*Data extract*.

┌──

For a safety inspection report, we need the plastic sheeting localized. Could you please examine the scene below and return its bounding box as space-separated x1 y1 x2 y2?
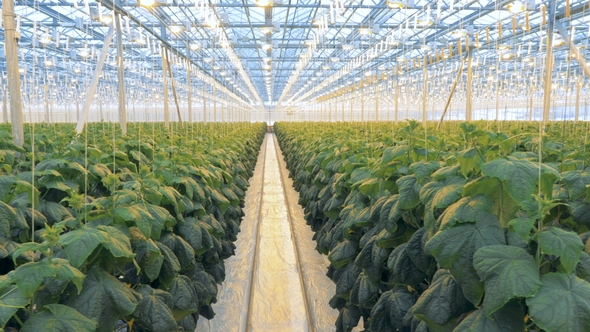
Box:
196 134 338 332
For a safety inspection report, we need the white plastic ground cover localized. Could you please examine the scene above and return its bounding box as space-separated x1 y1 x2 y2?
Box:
273 137 340 331
196 134 339 332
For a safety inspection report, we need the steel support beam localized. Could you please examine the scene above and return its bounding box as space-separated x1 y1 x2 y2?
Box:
555 21 590 81
76 26 115 134
437 56 466 129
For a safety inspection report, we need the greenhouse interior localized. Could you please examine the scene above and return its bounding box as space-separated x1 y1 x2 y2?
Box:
1 0 590 330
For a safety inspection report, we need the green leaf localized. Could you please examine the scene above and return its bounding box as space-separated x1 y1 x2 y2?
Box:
410 161 440 181
175 217 213 256
0 285 29 327
58 227 107 268
358 178 381 198
420 176 466 229
95 225 135 260
397 175 421 210
481 158 560 203
454 301 525 332
527 273 590 332
437 195 494 231
462 177 520 227
52 258 85 294
507 216 538 241
328 239 358 269
156 242 181 288
473 245 541 315
145 204 176 240
129 228 163 281
387 243 427 285
420 176 465 210
114 205 154 239
39 200 72 225
132 285 177 332
210 188 230 214
350 272 379 309
0 201 20 238
538 227 584 273
369 287 415 331
411 270 468 331
12 260 58 297
168 275 199 321
425 213 506 305
457 148 479 177
562 170 590 201
335 304 361 332
10 242 46 264
21 304 97 332
68 268 141 332
88 163 112 179
0 176 17 201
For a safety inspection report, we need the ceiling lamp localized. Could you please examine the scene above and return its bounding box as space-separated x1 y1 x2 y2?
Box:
259 26 274 34
500 52 514 60
219 71 227 76
190 43 201 50
261 43 273 51
330 57 340 62
169 24 184 34
451 28 468 39
138 0 156 7
262 57 272 63
322 65 331 70
552 35 565 48
359 28 372 35
256 0 272 7
263 64 272 70
203 57 213 63
78 46 90 57
420 44 432 51
364 71 373 77
100 14 113 25
39 34 53 44
73 67 81 74
44 59 54 67
506 1 525 14
417 15 434 26
387 0 406 9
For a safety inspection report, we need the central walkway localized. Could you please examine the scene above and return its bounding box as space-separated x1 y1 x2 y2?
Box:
247 134 310 331
196 134 338 332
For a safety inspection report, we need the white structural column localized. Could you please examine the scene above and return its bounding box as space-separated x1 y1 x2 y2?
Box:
162 48 170 128
2 0 24 146
466 49 473 122
115 14 127 135
542 1 556 123
187 64 193 123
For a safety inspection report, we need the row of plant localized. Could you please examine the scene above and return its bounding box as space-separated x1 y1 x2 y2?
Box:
0 122 266 331
275 120 590 332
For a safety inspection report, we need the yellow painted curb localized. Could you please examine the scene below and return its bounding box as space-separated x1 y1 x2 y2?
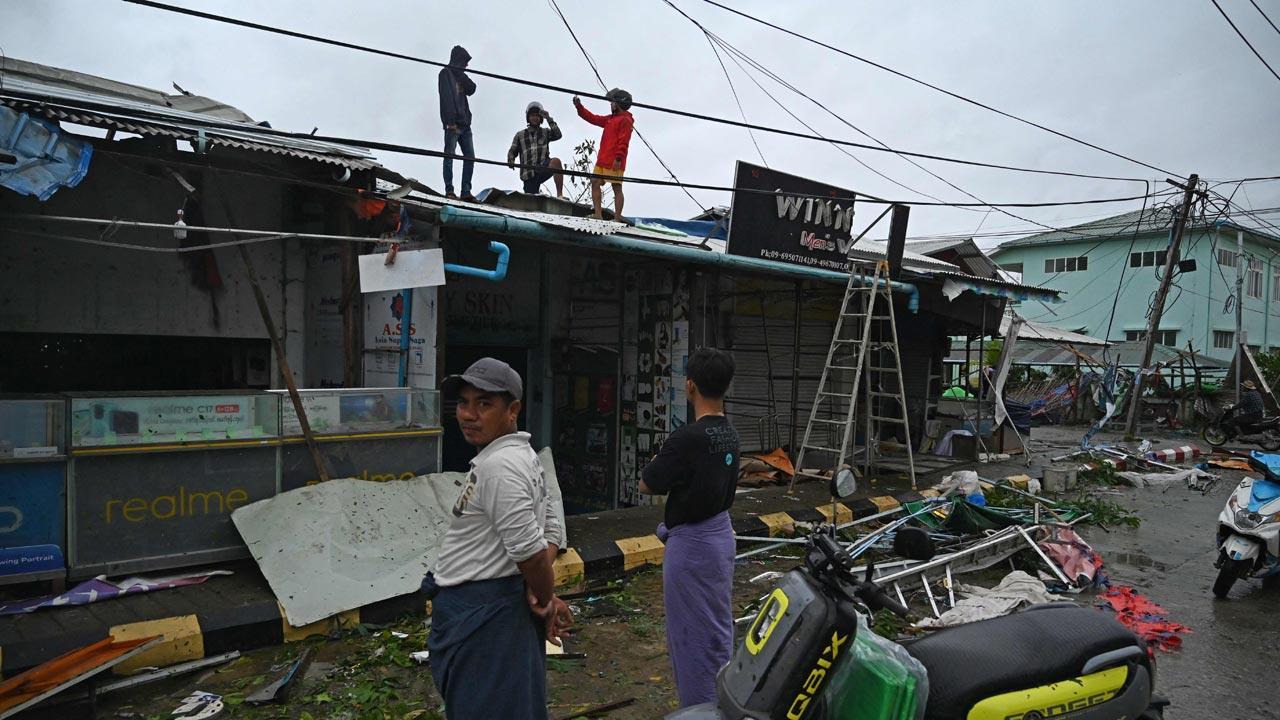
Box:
108 615 204 675
871 496 901 512
554 548 586 588
282 605 359 643
615 535 665 572
758 512 796 537
816 503 853 525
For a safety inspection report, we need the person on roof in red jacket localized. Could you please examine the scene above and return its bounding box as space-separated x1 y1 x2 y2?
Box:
573 89 634 221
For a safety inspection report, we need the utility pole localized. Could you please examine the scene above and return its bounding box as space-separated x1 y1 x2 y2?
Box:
1236 228 1245 400
1124 174 1199 439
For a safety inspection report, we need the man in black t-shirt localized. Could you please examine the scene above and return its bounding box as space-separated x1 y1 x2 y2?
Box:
640 348 739 708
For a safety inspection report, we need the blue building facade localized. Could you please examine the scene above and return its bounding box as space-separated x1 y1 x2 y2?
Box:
990 208 1280 362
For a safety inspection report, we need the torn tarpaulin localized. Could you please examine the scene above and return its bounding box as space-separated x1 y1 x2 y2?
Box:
1117 467 1218 489
915 571 1057 628
0 570 232 616
1098 585 1190 653
0 106 93 201
1038 527 1102 588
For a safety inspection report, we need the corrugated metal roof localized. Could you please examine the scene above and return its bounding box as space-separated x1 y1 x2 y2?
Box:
0 60 379 170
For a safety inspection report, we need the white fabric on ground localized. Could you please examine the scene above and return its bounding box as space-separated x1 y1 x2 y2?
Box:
1116 467 1216 488
915 571 1058 628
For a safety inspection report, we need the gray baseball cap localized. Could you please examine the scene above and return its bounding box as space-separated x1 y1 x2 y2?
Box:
442 358 523 401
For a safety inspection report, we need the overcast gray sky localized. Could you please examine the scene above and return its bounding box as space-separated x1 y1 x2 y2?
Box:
4 0 1279 245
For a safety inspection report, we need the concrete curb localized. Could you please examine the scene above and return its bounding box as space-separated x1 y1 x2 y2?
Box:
558 490 938 585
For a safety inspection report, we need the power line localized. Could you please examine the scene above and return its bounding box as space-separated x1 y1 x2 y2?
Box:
1251 0 1280 37
1104 183 1152 343
119 0 1154 183
665 4 1089 237
1210 0 1280 83
700 24 769 166
676 7 971 207
2 89 1172 210
545 0 707 212
693 0 1179 178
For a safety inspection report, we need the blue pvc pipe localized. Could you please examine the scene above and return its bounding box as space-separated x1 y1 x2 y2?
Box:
437 205 920 311
444 240 510 282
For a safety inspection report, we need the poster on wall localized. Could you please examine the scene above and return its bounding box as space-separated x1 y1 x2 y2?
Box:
70 396 263 446
363 288 437 388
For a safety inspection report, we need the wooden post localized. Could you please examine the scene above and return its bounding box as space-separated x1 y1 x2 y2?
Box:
238 244 331 483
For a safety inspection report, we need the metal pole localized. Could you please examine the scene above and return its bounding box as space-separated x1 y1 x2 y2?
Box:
789 280 802 466
398 288 415 387
1125 174 1198 439
1237 228 1245 400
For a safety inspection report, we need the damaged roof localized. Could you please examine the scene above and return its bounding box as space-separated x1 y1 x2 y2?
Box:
416 193 1060 303
0 58 379 170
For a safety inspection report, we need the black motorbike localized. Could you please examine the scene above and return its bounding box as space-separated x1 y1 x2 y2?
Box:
1202 405 1280 451
668 524 1168 719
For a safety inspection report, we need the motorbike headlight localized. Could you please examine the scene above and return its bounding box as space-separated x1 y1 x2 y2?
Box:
1235 509 1265 529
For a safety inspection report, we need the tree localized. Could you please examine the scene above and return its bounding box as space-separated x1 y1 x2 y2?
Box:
567 138 610 206
1256 348 1280 390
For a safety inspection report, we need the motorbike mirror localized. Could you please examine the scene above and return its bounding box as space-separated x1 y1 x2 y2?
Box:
892 527 937 562
829 467 858 498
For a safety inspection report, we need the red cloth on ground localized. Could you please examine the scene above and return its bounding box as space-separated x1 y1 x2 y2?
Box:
1098 585 1190 653
575 101 634 171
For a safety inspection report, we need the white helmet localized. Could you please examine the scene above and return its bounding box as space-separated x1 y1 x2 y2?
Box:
526 101 545 116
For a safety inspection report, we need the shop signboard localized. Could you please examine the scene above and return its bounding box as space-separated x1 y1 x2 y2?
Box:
363 288 437 388
280 392 344 435
726 161 859 272
281 434 442 491
0 462 65 576
70 395 265 446
70 447 277 576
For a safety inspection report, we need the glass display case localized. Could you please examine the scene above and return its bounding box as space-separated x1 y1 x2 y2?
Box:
0 396 68 583
68 391 281 447
274 388 441 436
0 395 65 459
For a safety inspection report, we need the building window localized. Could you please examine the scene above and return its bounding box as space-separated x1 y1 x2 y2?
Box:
1125 329 1178 345
1214 330 1235 349
1247 257 1263 299
1273 269 1280 302
1000 262 1023 274
1217 248 1239 268
1129 249 1168 268
1043 256 1088 274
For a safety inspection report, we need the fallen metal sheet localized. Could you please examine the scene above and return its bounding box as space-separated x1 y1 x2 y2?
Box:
0 636 162 719
245 648 310 704
233 448 563 627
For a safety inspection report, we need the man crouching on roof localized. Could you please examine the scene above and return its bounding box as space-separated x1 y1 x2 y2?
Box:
421 358 572 719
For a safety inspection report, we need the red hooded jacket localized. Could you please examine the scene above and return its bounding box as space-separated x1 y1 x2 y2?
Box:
575 101 634 171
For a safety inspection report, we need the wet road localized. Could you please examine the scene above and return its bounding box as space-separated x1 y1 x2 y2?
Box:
1083 478 1280 718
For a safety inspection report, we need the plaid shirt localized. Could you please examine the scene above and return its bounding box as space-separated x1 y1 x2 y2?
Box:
507 121 562 181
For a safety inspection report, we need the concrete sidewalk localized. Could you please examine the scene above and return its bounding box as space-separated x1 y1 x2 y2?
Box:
0 479 934 678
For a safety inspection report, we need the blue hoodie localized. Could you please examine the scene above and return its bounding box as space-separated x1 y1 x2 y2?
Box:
438 45 476 129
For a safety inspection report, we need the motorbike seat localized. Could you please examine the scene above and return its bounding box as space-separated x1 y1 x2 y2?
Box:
902 603 1141 720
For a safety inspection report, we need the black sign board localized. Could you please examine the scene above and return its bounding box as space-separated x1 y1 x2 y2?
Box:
70 446 277 577
726 161 859 271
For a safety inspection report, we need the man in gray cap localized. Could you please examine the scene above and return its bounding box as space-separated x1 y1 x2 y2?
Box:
423 358 571 719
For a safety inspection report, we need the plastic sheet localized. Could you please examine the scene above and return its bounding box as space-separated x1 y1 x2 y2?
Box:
828 616 929 720
1098 585 1190 653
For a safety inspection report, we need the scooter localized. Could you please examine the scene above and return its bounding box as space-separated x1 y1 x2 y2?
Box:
1213 450 1280 598
1201 406 1280 451
669 472 1168 720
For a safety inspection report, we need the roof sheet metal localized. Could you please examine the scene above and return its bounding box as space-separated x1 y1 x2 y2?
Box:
1 69 378 170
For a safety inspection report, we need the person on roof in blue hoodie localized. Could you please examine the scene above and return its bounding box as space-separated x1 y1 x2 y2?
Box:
438 45 477 202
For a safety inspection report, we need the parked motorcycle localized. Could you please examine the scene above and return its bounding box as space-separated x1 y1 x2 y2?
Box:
668 473 1167 720
1201 405 1280 451
1214 450 1280 598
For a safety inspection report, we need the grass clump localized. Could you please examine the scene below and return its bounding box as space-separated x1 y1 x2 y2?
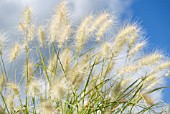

└──

*Exercise requirements*.
No pictures should appear in the copy, which holds exactly the lines from the first line of the data through the line with "For a safety inspection report, we need the green leaf" and nothing else.

*Exercise answer*.
For a safety inspection report, we need the plastic sheeting localized. Could you please examine the scene below and return its bounding box as space-separated x1 y1 x2 y2?
Box:
196 134 338 332
For a safety inspection report, we need the white plastic ground cover localized. Could you please examine the scene above and return its bounding box as space-separated x1 y1 x2 y2?
Box:
273 137 340 331
196 134 339 332
For a safety inspection report, we need the steel support beam localized. Could you please examine the scene above and return its bounding box as space-separated x1 y1 x2 y2?
Box:
555 21 590 81
76 26 115 134
437 56 466 129
For a safety inspection report, we need the greenhouse interior localized. Could you please examine the scene above and return its bounding box as space-separated x1 y1 x2 y2?
Box:
1 0 590 330
For a safety inspection report, we need the green leaf localized. Could you please examine the scene above and return its bounding box as space-separated x1 y1 x2 y2?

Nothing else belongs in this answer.